+++ Supplied text +++
The ornate hawk-eagle is, like many large birds of prey, probably naturally scarce. However, the species has shown a marked declining trend. Therefore, in 2012, the species was uplisted to Near Threatened. Currently the total population is estimated at between 13,300 and 33,300 individuals, a very small population considering the species' ample range. Various means of analysis in the Atlantic Forest of Brazil all showed it to be least densely populated of the three species of Spizaetus in the area. In particular, when compared to the black hawk-eagle, the ornate hawk-eagle is much less tolerant of partial deforestation and human disturbance and is generally rather more scarce.

For example, in the fragmented forest of Paranapiacaba, Brazil, the black hawk-eagle was recorded 2.5 times more frequently during surveys than the ornate species. The species is locally extinct in several former parts of the range. It is thought to have gone extinct early due to increased extensive 19th century colonization in Tumbes, Peru as well as the Belém and probably the São Francisco regions of Brazil. More recently, the continued presence of breeding ornate hawk-eagles was considered doubtful or at critical threat level in western Ecuador and local biologists considered the species to be extirpated from Colima, Mexico.

Evidence indicates declines are likely occurring in almost every part of the species' distribution. Biologists working in Southeastern Brazil felt that the species, though still present, should be uplisted to regionally critically endangered. Increases or apparent breeding records of the species in new areas are likely not correlated to actual population increases but are more likely cases of the species being driven from adjacent areas as habitats become unacceptable, accounting for increased records of the species at drier forests (i.e., in Mexico) or in higher elevations (i.e., in Colombia). What were considered possible range expansions in different areas of Brazil, such as the Caatinga (Serra das Confusões National Park) and Rio Grande do Sul, as well as in northwestern Peru, may be more likely mere cases of more extensive bird surveying in previously little studied areas. The ornate hawk eagle has a status of rare but persisting on Panamanian islands, Coiba and Barro Colorado Island.
+++ Data shown +++
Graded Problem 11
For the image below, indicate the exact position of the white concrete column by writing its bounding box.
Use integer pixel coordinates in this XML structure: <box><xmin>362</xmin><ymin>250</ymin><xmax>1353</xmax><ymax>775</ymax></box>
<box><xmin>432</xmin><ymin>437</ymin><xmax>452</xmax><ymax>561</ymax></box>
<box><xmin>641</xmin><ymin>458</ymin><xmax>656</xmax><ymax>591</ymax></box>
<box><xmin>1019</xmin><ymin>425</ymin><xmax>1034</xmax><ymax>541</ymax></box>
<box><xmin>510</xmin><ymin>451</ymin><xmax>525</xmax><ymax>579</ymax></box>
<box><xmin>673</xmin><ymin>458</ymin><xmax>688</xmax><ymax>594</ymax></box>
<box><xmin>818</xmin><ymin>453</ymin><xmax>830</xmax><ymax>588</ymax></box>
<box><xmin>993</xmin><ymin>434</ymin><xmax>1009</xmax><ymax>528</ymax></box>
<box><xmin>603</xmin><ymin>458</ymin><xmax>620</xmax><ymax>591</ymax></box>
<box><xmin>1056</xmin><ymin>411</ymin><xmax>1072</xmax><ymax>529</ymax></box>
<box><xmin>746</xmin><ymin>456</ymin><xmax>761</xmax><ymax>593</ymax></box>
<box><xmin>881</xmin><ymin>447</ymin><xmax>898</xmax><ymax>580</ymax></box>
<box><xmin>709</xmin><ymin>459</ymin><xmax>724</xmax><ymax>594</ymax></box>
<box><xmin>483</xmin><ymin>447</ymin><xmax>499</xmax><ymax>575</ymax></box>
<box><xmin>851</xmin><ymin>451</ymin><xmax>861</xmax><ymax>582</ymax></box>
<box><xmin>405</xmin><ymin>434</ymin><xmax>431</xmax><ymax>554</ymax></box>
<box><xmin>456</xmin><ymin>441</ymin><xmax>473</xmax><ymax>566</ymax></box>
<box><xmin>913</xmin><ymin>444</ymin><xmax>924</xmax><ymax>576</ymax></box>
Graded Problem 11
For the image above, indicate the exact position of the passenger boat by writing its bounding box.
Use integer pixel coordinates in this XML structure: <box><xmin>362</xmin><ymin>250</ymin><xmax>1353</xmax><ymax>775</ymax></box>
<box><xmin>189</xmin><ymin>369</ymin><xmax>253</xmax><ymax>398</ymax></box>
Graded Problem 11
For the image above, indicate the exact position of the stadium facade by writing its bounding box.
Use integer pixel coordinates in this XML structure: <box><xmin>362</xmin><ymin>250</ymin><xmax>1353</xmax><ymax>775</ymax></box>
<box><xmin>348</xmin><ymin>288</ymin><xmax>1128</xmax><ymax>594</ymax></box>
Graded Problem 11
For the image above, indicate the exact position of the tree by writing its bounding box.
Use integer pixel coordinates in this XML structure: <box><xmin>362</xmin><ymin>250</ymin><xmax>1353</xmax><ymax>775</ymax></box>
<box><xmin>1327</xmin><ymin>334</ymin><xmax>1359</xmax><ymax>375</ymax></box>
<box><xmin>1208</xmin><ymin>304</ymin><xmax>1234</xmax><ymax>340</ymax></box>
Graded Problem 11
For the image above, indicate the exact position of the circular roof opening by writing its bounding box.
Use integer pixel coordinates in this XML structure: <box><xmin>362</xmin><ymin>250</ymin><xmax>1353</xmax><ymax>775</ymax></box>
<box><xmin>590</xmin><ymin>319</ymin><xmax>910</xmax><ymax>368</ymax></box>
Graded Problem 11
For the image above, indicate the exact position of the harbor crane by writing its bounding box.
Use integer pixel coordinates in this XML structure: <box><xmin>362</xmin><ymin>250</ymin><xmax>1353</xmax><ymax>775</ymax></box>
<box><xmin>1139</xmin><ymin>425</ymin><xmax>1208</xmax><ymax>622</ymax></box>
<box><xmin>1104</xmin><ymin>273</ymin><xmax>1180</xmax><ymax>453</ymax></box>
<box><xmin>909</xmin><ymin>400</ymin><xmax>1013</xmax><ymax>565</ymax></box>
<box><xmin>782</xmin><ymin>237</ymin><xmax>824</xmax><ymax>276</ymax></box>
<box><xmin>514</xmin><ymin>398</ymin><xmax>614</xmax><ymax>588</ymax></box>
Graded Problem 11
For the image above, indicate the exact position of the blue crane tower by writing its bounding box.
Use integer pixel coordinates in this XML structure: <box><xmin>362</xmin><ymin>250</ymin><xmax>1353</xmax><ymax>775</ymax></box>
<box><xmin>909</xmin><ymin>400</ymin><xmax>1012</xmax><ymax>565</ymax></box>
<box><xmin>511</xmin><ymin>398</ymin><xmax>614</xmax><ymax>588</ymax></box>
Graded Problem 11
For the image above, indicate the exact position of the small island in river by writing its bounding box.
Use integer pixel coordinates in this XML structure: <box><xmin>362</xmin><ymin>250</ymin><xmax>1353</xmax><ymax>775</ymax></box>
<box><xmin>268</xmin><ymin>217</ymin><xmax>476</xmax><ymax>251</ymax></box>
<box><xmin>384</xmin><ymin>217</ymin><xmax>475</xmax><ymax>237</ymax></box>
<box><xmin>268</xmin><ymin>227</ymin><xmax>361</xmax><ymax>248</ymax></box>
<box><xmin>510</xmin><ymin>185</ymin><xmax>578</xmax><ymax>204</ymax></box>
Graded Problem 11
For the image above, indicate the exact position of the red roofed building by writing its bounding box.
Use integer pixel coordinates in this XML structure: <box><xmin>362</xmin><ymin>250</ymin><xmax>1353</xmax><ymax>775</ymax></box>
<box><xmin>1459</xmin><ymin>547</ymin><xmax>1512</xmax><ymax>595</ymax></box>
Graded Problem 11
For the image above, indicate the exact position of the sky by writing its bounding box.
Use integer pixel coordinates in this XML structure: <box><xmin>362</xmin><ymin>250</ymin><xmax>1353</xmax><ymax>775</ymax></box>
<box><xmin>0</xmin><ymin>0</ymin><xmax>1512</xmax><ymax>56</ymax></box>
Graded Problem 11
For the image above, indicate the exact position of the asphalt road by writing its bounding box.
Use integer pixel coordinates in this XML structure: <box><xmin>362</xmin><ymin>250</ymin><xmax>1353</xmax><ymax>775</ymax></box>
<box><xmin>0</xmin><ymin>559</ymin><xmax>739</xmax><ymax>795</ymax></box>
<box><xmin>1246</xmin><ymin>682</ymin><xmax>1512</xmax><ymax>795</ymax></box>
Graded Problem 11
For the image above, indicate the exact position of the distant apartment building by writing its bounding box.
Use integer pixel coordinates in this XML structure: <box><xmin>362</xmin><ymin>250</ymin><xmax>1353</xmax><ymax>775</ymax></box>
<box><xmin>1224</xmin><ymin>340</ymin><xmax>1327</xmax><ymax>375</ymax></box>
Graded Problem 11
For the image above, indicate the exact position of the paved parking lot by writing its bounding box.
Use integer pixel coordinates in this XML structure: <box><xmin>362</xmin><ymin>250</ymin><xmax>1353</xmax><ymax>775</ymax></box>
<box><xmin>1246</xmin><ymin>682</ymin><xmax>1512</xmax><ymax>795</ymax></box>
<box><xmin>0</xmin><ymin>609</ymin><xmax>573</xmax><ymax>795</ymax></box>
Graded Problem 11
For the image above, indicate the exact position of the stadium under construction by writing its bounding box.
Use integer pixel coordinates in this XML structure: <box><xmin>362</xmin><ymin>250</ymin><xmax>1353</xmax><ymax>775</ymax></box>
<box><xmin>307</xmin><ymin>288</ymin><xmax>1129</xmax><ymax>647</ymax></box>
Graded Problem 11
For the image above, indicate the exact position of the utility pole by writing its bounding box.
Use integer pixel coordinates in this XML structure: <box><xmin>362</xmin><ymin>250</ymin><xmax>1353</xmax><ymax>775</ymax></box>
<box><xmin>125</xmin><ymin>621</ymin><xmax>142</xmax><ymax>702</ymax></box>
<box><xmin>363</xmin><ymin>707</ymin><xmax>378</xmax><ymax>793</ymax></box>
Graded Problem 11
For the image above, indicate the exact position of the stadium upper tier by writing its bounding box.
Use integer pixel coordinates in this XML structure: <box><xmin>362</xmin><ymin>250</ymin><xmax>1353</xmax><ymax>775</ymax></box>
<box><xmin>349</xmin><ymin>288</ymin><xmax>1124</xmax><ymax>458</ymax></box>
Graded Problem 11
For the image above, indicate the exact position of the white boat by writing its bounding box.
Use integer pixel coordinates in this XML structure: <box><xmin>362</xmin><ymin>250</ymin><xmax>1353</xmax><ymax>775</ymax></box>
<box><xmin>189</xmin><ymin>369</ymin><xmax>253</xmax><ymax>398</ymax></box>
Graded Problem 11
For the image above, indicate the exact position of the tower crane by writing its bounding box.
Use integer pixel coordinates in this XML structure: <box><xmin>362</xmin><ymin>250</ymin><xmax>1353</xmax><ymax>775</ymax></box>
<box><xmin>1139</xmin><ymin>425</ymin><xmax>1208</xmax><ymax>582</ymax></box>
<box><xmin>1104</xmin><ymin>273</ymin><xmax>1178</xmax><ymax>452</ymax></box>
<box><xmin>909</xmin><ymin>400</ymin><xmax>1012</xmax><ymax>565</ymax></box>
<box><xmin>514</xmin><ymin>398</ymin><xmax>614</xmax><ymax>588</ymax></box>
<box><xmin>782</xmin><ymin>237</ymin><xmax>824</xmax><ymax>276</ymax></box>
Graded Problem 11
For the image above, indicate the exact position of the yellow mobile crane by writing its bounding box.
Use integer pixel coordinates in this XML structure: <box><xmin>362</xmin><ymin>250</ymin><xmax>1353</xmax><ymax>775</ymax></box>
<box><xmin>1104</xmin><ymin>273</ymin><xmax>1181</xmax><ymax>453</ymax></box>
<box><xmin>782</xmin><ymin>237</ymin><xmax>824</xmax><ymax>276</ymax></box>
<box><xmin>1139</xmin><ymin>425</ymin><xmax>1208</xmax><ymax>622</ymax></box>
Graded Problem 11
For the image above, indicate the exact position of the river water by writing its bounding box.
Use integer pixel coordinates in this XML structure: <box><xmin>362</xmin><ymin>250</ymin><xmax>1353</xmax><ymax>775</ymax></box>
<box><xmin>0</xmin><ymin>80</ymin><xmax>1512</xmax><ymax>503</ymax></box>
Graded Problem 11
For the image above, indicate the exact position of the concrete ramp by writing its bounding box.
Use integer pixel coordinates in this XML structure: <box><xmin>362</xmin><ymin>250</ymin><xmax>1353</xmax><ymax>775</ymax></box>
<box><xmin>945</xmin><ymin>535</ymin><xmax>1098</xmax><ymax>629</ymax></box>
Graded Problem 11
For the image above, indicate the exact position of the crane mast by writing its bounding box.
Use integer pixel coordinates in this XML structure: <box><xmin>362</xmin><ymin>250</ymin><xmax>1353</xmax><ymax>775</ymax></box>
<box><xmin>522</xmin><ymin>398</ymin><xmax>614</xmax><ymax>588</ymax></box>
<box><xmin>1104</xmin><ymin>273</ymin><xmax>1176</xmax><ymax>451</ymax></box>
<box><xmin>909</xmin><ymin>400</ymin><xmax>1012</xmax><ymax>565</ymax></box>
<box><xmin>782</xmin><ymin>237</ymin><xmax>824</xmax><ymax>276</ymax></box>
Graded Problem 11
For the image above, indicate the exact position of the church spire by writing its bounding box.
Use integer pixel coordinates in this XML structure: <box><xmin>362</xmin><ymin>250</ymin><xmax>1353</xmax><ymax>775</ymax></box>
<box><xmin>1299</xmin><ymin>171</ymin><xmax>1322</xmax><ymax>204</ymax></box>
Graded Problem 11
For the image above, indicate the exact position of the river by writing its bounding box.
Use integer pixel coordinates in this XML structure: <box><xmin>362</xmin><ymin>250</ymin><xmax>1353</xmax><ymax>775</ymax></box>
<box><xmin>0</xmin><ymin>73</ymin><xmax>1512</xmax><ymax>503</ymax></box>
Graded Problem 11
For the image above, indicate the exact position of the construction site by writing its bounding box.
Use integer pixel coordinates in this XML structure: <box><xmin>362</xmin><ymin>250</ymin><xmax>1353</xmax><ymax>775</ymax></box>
+++
■ Things to do:
a - According to the ornate hawk-eagle passage, in what year was the species uplisted to Near Threatened?
b - List every country that the ornate hawk-eagle passage names or refers to.
c - Proceed with the ornate hawk-eagle passage, picking up after its final sentence.

■ Answers to the problems:
a - 2012

b - Brazil, Peru, Ecuador, Mexico, Colombia, Panama

c -
The leading cause, by far, for the species decline is epidemic levels of deforestation. The terribly extensive deforestation of several areas of the neotropics, particularly the Amazon rainforest, was the catalyst for the species being uplisted in 2012. Declines are correlated to deforestation in most parts of the species' range, all the way from the northern limits in Mexico down to the southern limits in Argentina. Even where lands become protected, it is in many cases too late due to forest fragmentation prior to conservation, resulting in stands too fragmented to support extensive use by the ornate hawk-eagles.

Canopy coverage of the forest must be at least 80% in order to retain this hawk-eagle, per a study of its habitat ranging in Los Tuxtlas Biosphere Reserve, Mexico. Beyond deforestation, human hunting is also causing declines of this species. In part this is due to competition for resources. For example, studies in Tikal, Guatemala showed that 49.4% of the biomass at ornate hawk-eagle nests was overlapping with the wild animals most extensively hunted by local humans (i.e., cracids, agoutis, squirrels). Also, where domestic chickens are found, they are opportunistically hunted by ornate hawk-eagle. Due to the causes of wild prey competition and predation of domestic fowl, humans frequently target and shot this and other eagles on sight, even without direct provocation. Little overarching conservation efforts are known to have been implemented specifically pertaining to this species' declines, beyond the general retention and conservation of existing forests.